**Условие задания**
Продолжите фрагмент о статье Анненского и монологе Сатина, начав сразу после его последнего предложения.

Вершина свободной и властной мысли Анненского в последних строках статьи. Им предшествует выдержка из монолога Сатина: “Человек может верить и не верить... Это его дело! Человек свободен... он за всё платит сам: за веру, за неверие, за любовь, за ум. Человек за всё платит сам, и потому он свободен! Человек — вот правда! Что такое человек? Это не ты, не я, не они... Нет! Это ты, я, они, старик, Наполеон, Магомет в одном! Понимаешь? Это огромно. В этом все начала и концы. Всё в человеке, всё для человека! Существует только человек — всё же остальное дело его рук и мозга! Человек! Надо уважать человека! Не жалеть... не унижать его жалостью... уважать надо!..”.
Венчает эту славную риторику и весь очерк “еврипидовская” интонация Анненского: “Слушаю я Горького-Сатина и говорю себе: да, всё это, и в самом деле, великолепно звучит. Идея одного человека, вместившего в себя всех, человека-бога (не фетиша ли?) очень красива. Ох, гляди, Сатин-Горький, не страшно ли уж будет человеку-то, а главное, не безмерно ли скучно ему будет сознавать, что он — всё, и что всё для него и только для него?..”.
Статья завершена до августа 1905 года. Нынче его уже невозможно представить чисто календарно — этот 1905-й.

Записи с координатной разметкой

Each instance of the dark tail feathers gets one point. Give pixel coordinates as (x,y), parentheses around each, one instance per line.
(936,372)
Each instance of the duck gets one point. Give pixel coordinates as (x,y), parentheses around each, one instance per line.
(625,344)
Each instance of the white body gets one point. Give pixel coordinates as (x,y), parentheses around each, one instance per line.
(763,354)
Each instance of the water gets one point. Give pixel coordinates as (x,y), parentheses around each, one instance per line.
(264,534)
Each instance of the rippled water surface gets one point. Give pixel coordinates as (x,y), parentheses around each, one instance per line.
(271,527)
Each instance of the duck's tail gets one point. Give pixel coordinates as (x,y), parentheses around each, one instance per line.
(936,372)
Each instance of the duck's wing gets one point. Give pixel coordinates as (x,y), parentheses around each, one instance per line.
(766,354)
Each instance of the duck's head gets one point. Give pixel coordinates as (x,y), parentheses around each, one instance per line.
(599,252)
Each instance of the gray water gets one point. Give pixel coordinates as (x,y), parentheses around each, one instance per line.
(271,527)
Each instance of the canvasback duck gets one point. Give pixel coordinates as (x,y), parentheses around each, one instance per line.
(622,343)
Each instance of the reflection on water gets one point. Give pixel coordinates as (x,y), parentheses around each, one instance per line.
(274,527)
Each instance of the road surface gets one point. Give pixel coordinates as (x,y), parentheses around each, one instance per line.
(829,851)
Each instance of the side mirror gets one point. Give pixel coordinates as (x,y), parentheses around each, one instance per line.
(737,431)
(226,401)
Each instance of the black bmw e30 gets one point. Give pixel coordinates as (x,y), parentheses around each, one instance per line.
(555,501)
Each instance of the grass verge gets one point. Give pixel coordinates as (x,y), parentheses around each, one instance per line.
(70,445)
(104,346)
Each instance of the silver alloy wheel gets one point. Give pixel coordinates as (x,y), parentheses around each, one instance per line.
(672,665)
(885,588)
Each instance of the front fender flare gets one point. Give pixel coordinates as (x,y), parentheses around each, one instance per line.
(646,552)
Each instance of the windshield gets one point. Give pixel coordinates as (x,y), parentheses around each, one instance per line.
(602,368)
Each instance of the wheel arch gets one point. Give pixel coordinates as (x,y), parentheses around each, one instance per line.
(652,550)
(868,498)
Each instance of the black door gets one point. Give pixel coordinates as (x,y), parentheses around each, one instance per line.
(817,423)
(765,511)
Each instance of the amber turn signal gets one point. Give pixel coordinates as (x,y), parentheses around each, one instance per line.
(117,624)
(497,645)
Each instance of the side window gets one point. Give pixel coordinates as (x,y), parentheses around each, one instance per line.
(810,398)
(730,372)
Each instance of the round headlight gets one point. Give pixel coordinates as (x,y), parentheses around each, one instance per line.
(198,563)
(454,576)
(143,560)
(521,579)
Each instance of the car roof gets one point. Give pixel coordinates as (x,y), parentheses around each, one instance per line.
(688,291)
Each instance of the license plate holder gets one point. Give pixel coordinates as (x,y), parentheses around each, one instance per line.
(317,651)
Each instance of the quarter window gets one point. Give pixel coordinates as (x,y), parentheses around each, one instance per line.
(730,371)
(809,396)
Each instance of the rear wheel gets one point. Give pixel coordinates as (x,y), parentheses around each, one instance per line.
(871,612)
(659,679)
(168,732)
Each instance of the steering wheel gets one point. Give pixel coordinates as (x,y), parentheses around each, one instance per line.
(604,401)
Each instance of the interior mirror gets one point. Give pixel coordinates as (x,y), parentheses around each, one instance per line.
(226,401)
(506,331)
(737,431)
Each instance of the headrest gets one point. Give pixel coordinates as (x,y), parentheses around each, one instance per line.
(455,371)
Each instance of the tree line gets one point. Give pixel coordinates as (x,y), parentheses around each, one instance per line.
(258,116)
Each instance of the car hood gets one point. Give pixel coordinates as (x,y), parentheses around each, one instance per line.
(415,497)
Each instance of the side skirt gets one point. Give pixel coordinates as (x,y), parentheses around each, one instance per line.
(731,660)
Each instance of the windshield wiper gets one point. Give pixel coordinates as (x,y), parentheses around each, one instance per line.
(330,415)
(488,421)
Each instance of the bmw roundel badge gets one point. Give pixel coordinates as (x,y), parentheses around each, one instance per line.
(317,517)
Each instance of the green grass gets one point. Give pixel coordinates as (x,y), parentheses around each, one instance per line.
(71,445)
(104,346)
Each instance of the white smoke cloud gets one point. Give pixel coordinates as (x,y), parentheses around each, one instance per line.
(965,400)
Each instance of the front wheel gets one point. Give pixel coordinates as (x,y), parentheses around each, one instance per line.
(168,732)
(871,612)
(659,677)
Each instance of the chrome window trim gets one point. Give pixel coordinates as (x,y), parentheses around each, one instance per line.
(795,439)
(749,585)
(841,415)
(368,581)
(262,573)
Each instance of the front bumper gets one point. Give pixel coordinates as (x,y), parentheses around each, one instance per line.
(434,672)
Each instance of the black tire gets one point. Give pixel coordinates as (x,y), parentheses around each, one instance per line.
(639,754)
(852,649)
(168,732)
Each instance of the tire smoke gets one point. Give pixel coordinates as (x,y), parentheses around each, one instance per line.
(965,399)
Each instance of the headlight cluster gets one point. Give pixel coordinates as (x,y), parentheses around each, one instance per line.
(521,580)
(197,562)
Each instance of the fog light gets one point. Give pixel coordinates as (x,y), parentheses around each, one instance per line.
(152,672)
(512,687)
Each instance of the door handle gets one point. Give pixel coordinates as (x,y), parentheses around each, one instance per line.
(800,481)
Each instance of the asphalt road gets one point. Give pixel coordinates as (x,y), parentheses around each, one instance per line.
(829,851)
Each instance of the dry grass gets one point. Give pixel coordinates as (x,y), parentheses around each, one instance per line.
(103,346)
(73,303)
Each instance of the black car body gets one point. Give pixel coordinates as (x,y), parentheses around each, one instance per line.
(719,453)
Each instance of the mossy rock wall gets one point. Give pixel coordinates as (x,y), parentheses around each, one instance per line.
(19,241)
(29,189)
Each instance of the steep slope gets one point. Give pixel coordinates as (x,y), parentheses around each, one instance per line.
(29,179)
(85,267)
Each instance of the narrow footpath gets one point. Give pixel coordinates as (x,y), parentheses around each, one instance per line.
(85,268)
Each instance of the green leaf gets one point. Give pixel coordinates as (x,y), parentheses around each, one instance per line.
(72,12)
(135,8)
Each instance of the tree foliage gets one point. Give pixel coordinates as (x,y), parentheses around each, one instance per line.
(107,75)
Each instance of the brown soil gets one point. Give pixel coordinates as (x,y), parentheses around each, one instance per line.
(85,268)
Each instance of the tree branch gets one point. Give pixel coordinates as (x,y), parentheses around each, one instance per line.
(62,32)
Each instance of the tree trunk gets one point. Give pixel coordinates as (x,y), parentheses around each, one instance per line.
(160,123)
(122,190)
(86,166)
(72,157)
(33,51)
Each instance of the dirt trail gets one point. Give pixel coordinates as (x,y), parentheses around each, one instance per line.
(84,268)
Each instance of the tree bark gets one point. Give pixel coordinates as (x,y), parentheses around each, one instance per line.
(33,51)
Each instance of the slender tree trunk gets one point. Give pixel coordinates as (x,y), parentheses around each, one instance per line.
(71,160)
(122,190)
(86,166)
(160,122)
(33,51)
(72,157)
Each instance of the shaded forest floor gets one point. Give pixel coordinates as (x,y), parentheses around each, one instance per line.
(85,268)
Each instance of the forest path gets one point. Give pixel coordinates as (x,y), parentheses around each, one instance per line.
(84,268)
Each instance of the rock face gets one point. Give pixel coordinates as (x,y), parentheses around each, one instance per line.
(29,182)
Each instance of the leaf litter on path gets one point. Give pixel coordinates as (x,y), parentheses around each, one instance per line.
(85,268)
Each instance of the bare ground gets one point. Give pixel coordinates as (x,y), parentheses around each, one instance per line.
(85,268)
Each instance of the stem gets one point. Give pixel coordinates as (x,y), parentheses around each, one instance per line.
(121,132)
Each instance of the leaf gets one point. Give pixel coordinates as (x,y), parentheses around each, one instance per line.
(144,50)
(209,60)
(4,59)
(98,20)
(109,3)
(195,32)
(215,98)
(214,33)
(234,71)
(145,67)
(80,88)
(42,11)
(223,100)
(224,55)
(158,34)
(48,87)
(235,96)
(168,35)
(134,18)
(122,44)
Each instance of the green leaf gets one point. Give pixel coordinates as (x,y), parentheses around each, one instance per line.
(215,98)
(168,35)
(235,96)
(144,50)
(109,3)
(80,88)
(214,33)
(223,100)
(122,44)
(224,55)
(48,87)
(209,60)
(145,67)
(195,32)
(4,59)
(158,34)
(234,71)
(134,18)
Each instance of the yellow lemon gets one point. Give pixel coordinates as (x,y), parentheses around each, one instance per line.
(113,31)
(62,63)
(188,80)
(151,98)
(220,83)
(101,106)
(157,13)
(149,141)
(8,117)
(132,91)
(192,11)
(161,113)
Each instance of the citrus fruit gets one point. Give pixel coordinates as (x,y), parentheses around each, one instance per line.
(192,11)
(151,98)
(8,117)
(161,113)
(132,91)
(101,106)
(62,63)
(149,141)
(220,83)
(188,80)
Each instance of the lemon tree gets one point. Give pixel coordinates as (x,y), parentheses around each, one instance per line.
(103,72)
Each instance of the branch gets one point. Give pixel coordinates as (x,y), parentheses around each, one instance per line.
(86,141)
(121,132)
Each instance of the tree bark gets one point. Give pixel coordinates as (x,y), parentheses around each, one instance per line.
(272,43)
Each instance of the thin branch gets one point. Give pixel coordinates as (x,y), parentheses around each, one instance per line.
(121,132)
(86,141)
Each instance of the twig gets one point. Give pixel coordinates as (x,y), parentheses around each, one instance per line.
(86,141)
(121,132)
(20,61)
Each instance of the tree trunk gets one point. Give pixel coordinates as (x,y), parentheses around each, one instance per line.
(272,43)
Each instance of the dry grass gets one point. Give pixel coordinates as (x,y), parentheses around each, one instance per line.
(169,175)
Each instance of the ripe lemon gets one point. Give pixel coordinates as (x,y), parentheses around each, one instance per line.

**Ответ**
В очерке, особенно в его финале, Анненский коснулся ( и как!) того, что в дальнейшем определит кошмар и муку XX столетия. Во мгле будущего он разглядел то, что было призраком и станет явью. И, как часто водится на Руси, сделал это поэт, ибо только поэт видит мир сквозь “самое страшное и властное слово, то есть самое загадочное — может быть — именно слово будничное ” (слова Анненского). В связи с пьесой Горького поэт прозрел и воплотил великую интуицию XX века. Тому есть и подтверждение.
Павел Флоренский в 1926 году в тезисах к своему докладу о Блоке писал: “Современная Российская императивность марксизма принудительно наталкивает (в этом ее добро) на необходимость выбора монистической системы мировоззрения, внутри которой надлежит “расставить на свои места” накопленные ценности культуры.
Сейчас непосредственно ощутимо, что мир расколот религиозным принципом: антитезис марксизму — только христианство (то есть православие), религии человекобожия — религия богочеловечества”.